--- Start of Source text ---
3. Name your sources. The commentator cannot compete with world-wide news services in gathering information. He cannot pit his knowledge and judgement against experts. Moreover, if you credit the source of your information and interpretation, you can often get further cooperation. And your listeners will respect you more.
4. Develop a rounded and consistent point of view. This means spending more time reading basic books, less time reading superficial newspaper stories, magazine articles, and newsletters. But pick certain news sources that have proved dependable and follow them.
5. Stick to one main theme in each broadcast. Don't confuse your listeners and yourself by rattling off ten-point programs, point by point. Don't try to cover the whole world each time you speak. It can wait -- which is more than your listeners will do if you bewilder them.
6. Converse, don't elocute or argue. No matter how large your audience, you are talking to countless small groups, not to a mass meeting. And respect other people's prejudices. Otherwise you will end up preaching only to those who agree with you anyway.
--- End of Source text ---
● Given exercise 1: Return the text on advice for news commentators, word for word and in full.
The text and the records were taken from unrelated sources.
--- Start of Material for the task ---
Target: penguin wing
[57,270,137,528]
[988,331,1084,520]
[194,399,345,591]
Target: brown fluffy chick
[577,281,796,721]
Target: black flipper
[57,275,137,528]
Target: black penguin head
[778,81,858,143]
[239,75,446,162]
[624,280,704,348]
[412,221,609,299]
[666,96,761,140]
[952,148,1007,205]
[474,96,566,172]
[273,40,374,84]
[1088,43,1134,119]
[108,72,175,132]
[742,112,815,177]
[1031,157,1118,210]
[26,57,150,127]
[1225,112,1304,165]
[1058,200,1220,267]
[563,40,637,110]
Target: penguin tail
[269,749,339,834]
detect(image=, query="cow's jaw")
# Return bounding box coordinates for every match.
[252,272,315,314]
--- End of Material for the task ---
● Given exercise 2: Recast part of the records as a JSON list of strings with one string per line, leaving out any blank lines: begin at the line in the records that contains "Target: penguin tail" and stop after the final line of the records.

● Exercise answer 1:
3. Name your sources. The commentator cannot compete with world-wide news services in gathering information. He cannot pit his knowledge and judgement against experts. Moreover, if you credit the source of your information and interpretation, you can often get further cooperation. And your listeners will respect you more.
4. Develop a rounded and consistent point of view. This means spending more time reading basic books, less time reading superficial newspaper stories, magazine articles, and newsletters. But pick certain news sources that have proved dependable and follow them.
5. Stick to one main theme in each broadcast. Don't confuse your listeners and yourself by rattling off ten-point programs, point by point. Don't try to cover the whole world each time you speak. It can wait -- which is more than your listeners will do if you bewilder them.
6. Converse, don't elocute or argue. No matter how large your audience, you are talking to countless small groups, not to a mass meeting. And respect other people's prejudices. Otherwise you will end up preaching only to those who agree with you anyway.

● Exercise answer 2:
[
  "Target: penguin tail",
  "[269,749,339,834]",
  "detect(image=, query=\"cow's jaw\")",
  "# Return bounding box coordinates for every match.",
  "[252,272,315,314]"
]